EXERCISE DESCRIPTION
Starting at the line that contains "Expected: one point per instance of the scooter front" and continuing to the end of the records, copy those lines with "front wheel" changed to "rear wheel" and everything else left as is.

TASK INPUT
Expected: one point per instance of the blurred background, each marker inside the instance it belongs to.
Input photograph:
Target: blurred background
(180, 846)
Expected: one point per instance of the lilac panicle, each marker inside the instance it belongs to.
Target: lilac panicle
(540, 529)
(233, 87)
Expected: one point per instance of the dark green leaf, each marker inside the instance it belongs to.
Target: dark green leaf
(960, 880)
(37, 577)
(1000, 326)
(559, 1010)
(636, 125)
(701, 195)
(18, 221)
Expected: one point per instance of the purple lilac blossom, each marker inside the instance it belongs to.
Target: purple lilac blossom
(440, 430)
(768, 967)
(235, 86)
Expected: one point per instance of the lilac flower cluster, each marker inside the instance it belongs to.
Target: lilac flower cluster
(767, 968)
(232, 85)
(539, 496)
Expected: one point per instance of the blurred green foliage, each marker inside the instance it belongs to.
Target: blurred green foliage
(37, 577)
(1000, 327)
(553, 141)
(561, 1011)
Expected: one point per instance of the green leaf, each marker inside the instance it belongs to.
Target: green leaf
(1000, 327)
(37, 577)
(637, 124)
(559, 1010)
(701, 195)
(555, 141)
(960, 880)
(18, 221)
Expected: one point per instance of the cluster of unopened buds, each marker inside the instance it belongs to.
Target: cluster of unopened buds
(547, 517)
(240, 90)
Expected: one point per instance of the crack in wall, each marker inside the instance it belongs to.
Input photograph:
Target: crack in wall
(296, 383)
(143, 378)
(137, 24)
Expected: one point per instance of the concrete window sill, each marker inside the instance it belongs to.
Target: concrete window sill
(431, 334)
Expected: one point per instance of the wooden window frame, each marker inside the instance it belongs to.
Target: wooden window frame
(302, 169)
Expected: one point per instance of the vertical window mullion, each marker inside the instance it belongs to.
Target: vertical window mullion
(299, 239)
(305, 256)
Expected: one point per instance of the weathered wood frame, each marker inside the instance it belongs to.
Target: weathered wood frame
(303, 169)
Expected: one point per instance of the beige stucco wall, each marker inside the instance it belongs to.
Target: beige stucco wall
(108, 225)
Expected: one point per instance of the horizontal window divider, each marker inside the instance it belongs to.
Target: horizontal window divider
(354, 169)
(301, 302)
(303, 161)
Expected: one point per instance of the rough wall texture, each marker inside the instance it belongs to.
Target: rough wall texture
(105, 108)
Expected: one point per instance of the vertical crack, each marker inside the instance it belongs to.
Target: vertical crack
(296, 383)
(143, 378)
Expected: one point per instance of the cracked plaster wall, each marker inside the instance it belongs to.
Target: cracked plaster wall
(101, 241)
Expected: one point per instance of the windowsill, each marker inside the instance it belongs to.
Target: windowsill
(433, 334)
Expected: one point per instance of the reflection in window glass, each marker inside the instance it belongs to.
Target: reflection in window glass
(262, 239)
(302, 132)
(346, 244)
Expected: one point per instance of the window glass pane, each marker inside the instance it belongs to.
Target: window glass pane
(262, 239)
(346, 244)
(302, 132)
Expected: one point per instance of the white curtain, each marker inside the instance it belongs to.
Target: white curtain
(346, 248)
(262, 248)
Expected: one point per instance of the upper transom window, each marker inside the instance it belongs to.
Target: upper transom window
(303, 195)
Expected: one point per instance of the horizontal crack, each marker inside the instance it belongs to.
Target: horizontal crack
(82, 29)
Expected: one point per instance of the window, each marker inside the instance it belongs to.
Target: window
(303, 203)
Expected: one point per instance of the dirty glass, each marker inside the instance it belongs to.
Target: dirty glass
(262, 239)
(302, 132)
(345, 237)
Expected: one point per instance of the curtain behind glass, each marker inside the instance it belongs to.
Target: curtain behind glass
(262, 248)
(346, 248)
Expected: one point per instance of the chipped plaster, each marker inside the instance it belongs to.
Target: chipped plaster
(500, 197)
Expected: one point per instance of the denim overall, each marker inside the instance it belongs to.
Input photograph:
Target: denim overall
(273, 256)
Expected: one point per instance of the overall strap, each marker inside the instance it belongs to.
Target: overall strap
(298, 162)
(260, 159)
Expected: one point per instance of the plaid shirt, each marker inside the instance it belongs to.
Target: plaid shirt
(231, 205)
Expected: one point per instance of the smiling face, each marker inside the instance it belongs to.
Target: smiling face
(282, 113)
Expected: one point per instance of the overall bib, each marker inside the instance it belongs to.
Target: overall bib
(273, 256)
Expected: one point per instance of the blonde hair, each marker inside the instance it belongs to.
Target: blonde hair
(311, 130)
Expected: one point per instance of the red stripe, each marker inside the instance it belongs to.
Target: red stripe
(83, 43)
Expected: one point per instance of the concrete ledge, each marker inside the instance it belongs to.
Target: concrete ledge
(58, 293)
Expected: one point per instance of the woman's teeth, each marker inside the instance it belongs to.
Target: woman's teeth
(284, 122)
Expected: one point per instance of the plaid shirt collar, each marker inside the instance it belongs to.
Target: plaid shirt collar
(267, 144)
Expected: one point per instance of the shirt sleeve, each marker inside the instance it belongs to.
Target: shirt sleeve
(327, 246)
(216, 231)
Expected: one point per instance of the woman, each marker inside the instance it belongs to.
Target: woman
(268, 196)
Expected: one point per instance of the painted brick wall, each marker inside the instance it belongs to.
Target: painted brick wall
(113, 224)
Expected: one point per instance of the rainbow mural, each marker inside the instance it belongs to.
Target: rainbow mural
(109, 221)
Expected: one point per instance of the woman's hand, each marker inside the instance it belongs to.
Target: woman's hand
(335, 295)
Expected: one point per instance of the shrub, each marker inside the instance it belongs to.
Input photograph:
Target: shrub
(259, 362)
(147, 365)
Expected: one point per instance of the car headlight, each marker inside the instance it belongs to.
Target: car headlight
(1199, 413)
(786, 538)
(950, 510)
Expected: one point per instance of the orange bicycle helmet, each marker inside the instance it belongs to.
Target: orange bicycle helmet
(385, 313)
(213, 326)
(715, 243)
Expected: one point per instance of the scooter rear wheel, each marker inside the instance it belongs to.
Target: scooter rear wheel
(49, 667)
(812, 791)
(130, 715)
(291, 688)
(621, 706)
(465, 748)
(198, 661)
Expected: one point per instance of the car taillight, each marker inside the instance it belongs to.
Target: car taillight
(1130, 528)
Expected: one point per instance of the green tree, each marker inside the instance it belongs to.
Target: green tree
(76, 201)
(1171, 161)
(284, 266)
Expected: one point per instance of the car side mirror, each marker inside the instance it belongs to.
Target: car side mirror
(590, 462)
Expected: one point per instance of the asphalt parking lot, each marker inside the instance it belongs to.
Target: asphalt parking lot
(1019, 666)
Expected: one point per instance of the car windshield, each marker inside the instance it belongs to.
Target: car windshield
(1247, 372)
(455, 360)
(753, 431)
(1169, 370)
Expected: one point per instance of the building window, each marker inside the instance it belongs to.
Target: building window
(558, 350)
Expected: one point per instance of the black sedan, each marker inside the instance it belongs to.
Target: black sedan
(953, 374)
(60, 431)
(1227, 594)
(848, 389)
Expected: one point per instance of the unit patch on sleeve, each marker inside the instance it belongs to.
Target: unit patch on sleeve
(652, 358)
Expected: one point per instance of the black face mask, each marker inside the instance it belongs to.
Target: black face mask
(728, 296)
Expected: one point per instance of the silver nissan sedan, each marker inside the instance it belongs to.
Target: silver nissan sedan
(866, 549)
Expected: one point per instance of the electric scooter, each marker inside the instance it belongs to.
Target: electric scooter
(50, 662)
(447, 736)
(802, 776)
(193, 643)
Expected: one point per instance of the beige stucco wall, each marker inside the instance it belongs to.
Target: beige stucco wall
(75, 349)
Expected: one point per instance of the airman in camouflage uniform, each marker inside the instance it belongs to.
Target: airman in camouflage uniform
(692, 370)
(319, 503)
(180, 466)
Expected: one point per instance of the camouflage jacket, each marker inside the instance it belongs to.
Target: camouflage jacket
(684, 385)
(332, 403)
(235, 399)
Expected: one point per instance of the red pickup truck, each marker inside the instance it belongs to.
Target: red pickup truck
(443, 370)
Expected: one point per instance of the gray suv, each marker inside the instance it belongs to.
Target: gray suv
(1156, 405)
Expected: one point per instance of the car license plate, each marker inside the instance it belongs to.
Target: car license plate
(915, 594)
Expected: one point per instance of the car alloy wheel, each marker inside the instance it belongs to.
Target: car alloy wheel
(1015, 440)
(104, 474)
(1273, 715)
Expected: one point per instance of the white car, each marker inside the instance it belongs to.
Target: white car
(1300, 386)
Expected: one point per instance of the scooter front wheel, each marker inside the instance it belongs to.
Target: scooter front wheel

EXERCISE OUTPUT
Expected: one point per instance of the scooter rear wheel, each marker inside the instance it belongs to.
Target: scooter rear wheel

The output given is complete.